:: Exercise objective ::
Return the MEDOSSIC interview excerpt in full, word for word.

:: Source excerpt ::
The European Union's Mediterranean countries are generally perceived to be lagging behind northern Europe in economic and innovation terms. The MEDOSSIC project (Mediterranean organisation structure and strengthening of innovation capacities for sustainable development) looked at the Med region's eco-innovation infrastructure to see if improvements could be made.

Its goal was to improve the implementation of regional policies in innovation and increase the capacity for sustainable development by encouraging eco-innovation. The project partnership focused on identifying ways to support the development of eco-innovation by strengthening strategic cooperation between regional development agencies and other regional public and private stakeholders.

Georgia Piligotsi, an environmental economist and an external expert for the MEDOSSIC project partner OANAK working in the Greek consultancy ETAM SA, summarises some of the main lessons learned during the project.

Can you explain the thinking behind MEDOSSIC? Why was such a project to establish networks needed, and why is it relevant for the Med region?

Georgia Piligotsi: The Med region faces big challenges with regards to sustainable development. Generally speaking, eco-innovation in the Med region relies on the use of innovative technologies, products or services, which are quite often imported from northern countries such as Germany or the United States. Med countries thus send abroad investment capital which could be otherwise used to create essential added value in the regional economy, increase regional employment and avoid the brain drain of highly-qualified scientists and engineers.

The main sectors of economic activity in the Med region with significant eco-innovation potential involve sustainable tourism and energy production from renewable resources, construction of infrastructure for sustainable waste and natural resources management. However, most of the Mediterranean countries are lagging in developing sustainable and innovative solutions, when they are compared to northern countries (especially in construction and manufacturing). The MEDOSSIC partnership identified this deficiency and tried to assist the Med region in overcoming barriers.

Records:
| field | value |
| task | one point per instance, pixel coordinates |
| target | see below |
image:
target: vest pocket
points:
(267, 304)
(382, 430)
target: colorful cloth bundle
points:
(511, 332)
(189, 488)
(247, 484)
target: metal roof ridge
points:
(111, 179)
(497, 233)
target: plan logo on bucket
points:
==
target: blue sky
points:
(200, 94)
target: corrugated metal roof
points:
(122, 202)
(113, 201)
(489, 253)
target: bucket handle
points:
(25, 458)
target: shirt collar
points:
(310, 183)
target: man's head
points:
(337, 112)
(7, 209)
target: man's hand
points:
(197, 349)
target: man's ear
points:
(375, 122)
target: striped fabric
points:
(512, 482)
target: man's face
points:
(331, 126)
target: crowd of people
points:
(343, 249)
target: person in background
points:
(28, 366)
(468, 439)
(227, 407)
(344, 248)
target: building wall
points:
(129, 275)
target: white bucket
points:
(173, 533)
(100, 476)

:: Solution to this exercise ::
The European Union's Mediterranean countries are generally perceived to be lagging behind northern Europe in economic and innovation terms. The MEDOSSIC project (Mediterranean organisation structure and strengthening of innovation capacities for sustainable development) looked at the Med region's eco-innovation infrastructure to see if improvements could be made.

Its goal was to improve the implementation of regional policies in innovation and increase the capacity for sustainable development by encouraging eco-innovation. The project partnership focused on identifying ways to support the development of eco-innovation by strengthening strategic cooperation between regional development agencies and other regional public and private stakeholders.

Georgia Piligotsi, an environmental economist and an external expert for the MEDOSSIC project partner OANAK working in the Greek consultancy ETAM SA, summarises some of the main lessons learned during the project.

Can you explain the thinking behind MEDOSSIC? Why was such a project to establish networks needed, and why is it relevant for the Med region?

Georgia Piligotsi: The Med region faces big challenges with regards to sustainable development. Generally speaking, eco-innovation in the Med region relies on the use of innovative technologies, products or services, which are quite often imported from northern countries such as Germany or the United States. Med countries thus send abroad investment capital which could be otherwise used to create essential added value in the regional economy, increase regional employment and avoid the brain drain of highly-qualified scientists and engineers.

The main sectors of economic activity in the Med region with significant eco-innovation potential involve sustainable tourism and energy production from renewable resources, construction of infrastructure for sustainable waste and natural resources management. However, most of the Mediterranean countries are lagging in developing sustainable and innovative solutions, when they are compared to northern countries (especially in construction and manufacturing). The MEDOSSIC partnership identified this deficiency and tried to assist the Med region in overcoming barriers.